#### SOURCE MATERIAL
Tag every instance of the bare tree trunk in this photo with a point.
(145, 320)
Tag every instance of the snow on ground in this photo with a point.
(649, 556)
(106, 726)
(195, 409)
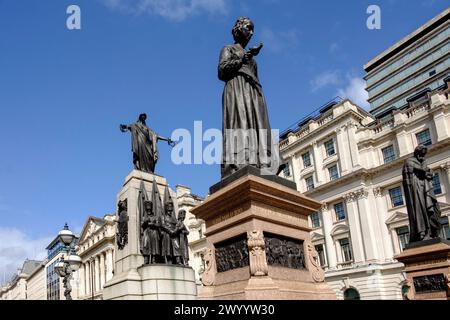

#### THE EXERCISE
Put every line of the records above into a JSON list of strings, one string per line, with blank lines omitted. Leave the pictures out.

#### SOLUTION TO THIS TASK
[
  "Tag every instance of the bare tree trunk in this photo with a point.",
  "(145, 320)",
  "Tag every instance of the snow on ground in this photo with a point.",
  "(649, 556)",
  "(106, 726)",
  "(195, 409)"
]